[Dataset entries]
......

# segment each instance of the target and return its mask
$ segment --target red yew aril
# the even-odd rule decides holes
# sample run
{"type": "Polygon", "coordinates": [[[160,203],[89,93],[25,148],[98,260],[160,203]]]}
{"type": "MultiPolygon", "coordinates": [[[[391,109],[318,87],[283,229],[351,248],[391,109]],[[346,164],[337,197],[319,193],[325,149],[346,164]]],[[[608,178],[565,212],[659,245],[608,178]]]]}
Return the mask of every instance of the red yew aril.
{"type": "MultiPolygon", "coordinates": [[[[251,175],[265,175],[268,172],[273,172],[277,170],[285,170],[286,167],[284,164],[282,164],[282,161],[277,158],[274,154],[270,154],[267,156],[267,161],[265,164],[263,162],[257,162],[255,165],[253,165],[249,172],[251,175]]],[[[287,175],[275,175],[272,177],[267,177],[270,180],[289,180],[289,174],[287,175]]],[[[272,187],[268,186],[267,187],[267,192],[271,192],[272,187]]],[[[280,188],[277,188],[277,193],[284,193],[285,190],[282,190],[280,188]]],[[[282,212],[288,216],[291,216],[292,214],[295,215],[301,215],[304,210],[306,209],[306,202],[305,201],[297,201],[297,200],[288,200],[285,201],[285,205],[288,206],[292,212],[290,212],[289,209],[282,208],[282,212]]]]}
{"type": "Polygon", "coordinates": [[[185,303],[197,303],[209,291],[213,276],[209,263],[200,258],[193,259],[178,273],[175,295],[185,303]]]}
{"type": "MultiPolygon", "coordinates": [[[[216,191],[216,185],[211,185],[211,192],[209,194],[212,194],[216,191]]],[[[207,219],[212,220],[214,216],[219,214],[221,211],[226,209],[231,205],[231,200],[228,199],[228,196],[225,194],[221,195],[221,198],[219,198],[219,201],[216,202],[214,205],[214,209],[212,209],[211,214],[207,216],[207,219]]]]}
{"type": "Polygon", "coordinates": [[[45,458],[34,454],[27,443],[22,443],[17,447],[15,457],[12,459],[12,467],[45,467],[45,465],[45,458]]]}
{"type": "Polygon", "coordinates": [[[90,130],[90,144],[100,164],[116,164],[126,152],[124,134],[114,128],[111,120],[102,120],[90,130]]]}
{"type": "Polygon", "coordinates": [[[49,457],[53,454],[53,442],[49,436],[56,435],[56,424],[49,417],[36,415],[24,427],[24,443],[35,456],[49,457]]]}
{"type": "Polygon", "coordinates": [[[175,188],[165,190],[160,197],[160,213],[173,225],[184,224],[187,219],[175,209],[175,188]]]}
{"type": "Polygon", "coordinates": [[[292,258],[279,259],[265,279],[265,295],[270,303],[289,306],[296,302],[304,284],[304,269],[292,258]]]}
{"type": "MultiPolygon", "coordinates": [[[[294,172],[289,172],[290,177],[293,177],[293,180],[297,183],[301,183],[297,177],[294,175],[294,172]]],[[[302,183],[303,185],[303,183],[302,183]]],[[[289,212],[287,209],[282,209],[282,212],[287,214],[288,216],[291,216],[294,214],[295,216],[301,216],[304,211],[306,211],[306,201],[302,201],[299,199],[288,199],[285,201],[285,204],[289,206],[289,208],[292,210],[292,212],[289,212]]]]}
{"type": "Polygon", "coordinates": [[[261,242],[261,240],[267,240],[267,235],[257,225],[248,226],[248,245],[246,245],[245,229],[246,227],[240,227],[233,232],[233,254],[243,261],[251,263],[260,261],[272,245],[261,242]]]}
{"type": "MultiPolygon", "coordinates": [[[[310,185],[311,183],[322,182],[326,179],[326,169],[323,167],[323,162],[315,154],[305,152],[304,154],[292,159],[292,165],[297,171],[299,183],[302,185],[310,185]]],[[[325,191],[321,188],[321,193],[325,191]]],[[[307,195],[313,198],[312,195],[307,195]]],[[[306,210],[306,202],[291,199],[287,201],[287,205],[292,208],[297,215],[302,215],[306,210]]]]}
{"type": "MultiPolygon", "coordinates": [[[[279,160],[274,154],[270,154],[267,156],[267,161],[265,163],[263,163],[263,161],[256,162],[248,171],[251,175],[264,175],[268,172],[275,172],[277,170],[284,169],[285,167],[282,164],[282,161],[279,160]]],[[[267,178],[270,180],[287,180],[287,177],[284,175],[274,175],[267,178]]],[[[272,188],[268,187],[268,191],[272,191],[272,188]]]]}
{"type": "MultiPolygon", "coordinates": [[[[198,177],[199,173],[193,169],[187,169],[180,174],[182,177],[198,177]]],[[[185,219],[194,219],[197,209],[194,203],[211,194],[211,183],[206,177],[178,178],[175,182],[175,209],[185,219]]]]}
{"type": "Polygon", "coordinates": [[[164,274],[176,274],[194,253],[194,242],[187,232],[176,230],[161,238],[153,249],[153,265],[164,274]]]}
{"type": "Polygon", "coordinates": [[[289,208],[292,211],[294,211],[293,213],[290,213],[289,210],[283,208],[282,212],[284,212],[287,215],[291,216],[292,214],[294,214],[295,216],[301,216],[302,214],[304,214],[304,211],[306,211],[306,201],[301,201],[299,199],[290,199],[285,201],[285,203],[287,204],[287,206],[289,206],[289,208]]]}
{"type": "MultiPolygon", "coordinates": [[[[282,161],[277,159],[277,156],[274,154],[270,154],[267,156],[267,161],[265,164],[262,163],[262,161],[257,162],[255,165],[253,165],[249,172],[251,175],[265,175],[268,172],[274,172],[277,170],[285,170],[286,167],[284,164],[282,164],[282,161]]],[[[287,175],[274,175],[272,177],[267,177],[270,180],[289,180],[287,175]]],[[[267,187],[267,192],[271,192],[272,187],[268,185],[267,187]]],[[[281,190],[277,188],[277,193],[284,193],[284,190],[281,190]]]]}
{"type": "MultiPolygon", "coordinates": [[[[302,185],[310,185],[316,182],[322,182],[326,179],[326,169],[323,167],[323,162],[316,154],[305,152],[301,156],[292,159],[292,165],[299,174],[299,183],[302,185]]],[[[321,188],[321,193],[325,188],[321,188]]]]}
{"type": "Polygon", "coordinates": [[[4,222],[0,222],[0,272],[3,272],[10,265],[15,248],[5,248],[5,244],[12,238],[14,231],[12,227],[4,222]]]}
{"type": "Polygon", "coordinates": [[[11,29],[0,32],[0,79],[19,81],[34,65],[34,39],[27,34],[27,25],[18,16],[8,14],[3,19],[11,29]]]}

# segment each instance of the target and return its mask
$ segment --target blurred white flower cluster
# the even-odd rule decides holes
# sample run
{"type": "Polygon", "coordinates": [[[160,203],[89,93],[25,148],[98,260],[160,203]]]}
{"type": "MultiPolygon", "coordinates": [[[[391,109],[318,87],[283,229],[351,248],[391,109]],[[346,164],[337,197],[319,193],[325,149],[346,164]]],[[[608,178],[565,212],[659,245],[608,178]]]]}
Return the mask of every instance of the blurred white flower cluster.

......

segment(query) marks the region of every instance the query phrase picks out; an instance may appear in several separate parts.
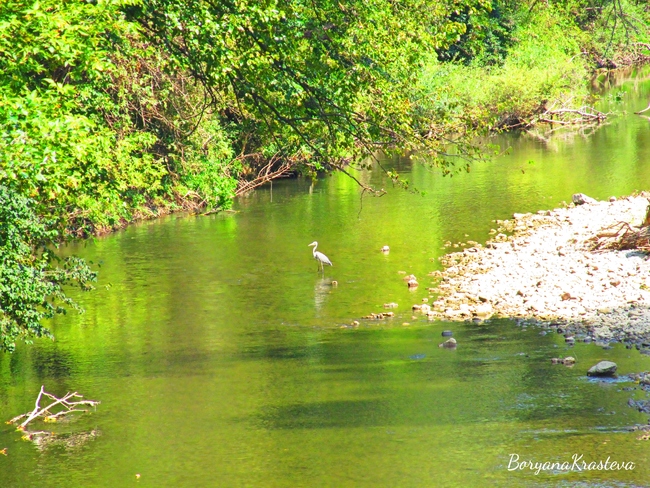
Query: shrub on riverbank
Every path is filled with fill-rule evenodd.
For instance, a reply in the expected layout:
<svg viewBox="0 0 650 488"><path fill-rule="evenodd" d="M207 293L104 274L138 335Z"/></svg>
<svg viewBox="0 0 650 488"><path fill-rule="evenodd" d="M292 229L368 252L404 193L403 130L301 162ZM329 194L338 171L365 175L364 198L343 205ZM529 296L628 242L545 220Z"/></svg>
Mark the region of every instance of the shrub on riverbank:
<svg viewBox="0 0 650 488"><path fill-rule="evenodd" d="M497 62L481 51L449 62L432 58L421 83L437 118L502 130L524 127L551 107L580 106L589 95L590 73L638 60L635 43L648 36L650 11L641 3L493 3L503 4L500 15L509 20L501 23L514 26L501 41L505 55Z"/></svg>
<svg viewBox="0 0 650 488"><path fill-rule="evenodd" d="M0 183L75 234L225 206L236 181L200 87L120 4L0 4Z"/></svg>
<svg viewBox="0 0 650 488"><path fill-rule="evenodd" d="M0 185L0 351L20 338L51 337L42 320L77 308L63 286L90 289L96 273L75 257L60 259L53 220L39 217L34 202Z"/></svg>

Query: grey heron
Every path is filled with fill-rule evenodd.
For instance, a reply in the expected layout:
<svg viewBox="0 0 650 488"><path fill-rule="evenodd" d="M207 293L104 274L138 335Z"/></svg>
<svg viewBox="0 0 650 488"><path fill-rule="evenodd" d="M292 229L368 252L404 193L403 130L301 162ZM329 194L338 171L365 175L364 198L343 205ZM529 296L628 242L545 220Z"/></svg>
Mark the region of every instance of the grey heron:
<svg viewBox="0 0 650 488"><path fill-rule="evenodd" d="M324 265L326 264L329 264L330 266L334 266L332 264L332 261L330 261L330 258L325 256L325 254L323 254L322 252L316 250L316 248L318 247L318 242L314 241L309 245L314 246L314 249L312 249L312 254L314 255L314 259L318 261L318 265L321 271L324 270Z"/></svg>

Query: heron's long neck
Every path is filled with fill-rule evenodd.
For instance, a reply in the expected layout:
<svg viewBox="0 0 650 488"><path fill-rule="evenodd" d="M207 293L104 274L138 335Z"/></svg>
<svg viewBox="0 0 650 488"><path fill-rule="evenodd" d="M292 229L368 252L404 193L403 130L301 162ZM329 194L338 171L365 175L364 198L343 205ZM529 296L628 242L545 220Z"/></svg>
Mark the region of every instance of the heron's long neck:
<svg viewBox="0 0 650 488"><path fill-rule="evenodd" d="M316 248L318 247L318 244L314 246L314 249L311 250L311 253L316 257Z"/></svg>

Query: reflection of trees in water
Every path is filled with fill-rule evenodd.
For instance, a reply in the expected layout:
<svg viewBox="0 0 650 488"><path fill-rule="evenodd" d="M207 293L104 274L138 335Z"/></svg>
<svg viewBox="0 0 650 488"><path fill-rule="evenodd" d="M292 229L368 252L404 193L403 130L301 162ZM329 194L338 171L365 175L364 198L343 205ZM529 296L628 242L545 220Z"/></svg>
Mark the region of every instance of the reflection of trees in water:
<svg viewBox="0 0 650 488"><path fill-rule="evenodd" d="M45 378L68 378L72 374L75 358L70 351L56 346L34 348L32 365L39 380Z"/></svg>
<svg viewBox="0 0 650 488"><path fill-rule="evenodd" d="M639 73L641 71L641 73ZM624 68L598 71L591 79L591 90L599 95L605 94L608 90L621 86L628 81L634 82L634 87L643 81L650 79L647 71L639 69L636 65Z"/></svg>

......

For each line in the entries that holds "blurred", return that line.

$ segment --target blurred white flower cluster
Return the mask of every instance of the blurred white flower cluster.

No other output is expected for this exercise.